Without altering anything, repeat each of the records.

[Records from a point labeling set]
========================================================================
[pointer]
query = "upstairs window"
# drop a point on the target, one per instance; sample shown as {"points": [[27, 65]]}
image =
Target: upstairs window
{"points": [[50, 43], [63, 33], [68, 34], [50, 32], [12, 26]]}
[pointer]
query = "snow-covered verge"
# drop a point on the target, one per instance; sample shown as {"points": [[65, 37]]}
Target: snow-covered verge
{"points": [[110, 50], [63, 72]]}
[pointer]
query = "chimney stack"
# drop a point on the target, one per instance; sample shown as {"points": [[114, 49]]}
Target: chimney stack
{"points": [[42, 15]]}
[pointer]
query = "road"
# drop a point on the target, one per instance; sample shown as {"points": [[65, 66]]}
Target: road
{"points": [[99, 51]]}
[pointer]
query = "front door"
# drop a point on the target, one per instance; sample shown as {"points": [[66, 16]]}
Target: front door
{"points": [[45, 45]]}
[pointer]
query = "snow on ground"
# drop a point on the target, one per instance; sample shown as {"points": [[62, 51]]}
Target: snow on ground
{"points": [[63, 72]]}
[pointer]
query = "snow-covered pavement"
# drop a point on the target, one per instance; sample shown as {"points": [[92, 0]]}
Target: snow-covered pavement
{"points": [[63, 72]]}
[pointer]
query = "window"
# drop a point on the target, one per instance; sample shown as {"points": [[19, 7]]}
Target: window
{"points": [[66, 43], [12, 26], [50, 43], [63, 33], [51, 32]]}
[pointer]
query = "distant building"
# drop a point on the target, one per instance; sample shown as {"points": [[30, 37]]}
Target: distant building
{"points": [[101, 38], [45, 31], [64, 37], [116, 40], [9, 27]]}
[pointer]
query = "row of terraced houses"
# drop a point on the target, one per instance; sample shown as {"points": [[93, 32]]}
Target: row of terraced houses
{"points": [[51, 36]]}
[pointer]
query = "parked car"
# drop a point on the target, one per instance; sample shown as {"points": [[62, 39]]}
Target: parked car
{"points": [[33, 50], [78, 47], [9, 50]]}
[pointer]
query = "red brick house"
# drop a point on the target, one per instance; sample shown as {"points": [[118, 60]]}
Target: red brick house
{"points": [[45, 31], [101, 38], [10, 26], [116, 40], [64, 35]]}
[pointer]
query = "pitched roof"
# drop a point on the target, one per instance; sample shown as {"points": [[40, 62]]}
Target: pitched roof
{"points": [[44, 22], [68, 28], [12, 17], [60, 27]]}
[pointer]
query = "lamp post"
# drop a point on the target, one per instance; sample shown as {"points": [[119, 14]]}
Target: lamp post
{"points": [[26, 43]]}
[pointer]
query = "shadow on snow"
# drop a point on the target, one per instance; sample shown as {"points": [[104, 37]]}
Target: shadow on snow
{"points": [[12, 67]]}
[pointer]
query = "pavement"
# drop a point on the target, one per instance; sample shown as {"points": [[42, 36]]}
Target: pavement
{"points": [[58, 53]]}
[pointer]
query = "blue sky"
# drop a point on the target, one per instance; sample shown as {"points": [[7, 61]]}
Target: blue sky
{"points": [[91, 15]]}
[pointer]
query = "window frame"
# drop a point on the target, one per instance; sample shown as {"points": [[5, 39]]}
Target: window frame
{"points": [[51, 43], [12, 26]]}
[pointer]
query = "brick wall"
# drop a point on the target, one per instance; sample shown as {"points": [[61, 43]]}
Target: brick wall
========================================================================
» Response to the task
[pointer]
query = "upstairs window"
# drop a point on the target, one per instance; sample shown as {"points": [[27, 65]]}
image =
Target: upstairs window
{"points": [[50, 43], [63, 33], [68, 34], [50, 32], [12, 26]]}
[pointer]
query = "snow-covered verge"
# drop a point on the target, one per instance; sample shown as {"points": [[65, 37]]}
Target: snow-covered verge
{"points": [[110, 50], [63, 72]]}
[pointer]
query = "chimney stack"
# drop a point on the target, one per instance; sample shown as {"points": [[114, 49]]}
Target: chimney stack
{"points": [[42, 15]]}
[pointer]
query = "road"
# drop a point on the target, one per instance; sample shown as {"points": [[65, 66]]}
Target: road
{"points": [[99, 51]]}
[pointer]
query = "front door"
# drop a point on the target, one per instance; sample shown as {"points": [[66, 16]]}
Target: front door
{"points": [[45, 45]]}
[pointer]
query = "snow on ground"
# drop a point on the target, one per instance; sample shown as {"points": [[62, 51]]}
Target: snow on ground
{"points": [[63, 72]]}
[pointer]
query = "snow-covered pavement"
# drop a point on the target, one per instance; sample shown as {"points": [[92, 0]]}
Target: snow-covered pavement
{"points": [[63, 72]]}
[pointer]
query = "window"
# drop a point on the target, one per instance; sample shown as {"points": [[19, 7]]}
Target: window
{"points": [[66, 43], [12, 26], [50, 43], [63, 33], [51, 32]]}
[pointer]
query = "distant building"
# drop a point on the target, one per instance; sample shown as {"points": [[30, 37]]}
Target: distant building
{"points": [[101, 38], [45, 31], [64, 37], [116, 40], [9, 27]]}
[pointer]
query = "row of terraced houses"
# drop a point on the target, one per instance; sample shown as {"points": [[93, 32]]}
Target: row of terraced houses
{"points": [[51, 36]]}
[pointer]
query = "parked car"
# drop a point on the target, one per instance; sample shown as {"points": [[62, 39]]}
Target: parked car
{"points": [[33, 50], [78, 47], [9, 50]]}
[pointer]
query = "red brick house"
# drop a point on the target, one per instance; sample shown as {"points": [[118, 60]]}
Target: red brick house
{"points": [[45, 31], [101, 38], [10, 26], [116, 40], [64, 35]]}
[pointer]
query = "pitched roof"
# drop a point on the target, one per instance; sample shown as {"points": [[40, 62]]}
Target: pitched roof
{"points": [[44, 22], [68, 28], [12, 17], [60, 27]]}
[pointer]
query = "lamp post"
# drop a point on the target, one per instance; sample shown as {"points": [[119, 14]]}
Target: lamp post
{"points": [[26, 43]]}
[pointer]
query = "shadow on snow"
# drop a point on the target, one per instance; sample shown as {"points": [[104, 37]]}
Target: shadow on snow
{"points": [[12, 67]]}
[pointer]
query = "pavement"
# drop a point on the target, one per instance; sample shown as {"points": [[42, 36]]}
Target: pavement
{"points": [[58, 53]]}
[pointer]
query = "blue sky"
# drop a point on the target, one per instance; sample shown as {"points": [[7, 61]]}
Target: blue sky
{"points": [[91, 15]]}
[pointer]
query = "window frame"
# drop a point on the target, one per instance; sample shown as {"points": [[5, 39]]}
Target: window frame
{"points": [[51, 43], [12, 26]]}
[pointer]
query = "brick wall"
# drop a point on the target, one per instance; sample shown as {"points": [[61, 43]]}
Target: brick wall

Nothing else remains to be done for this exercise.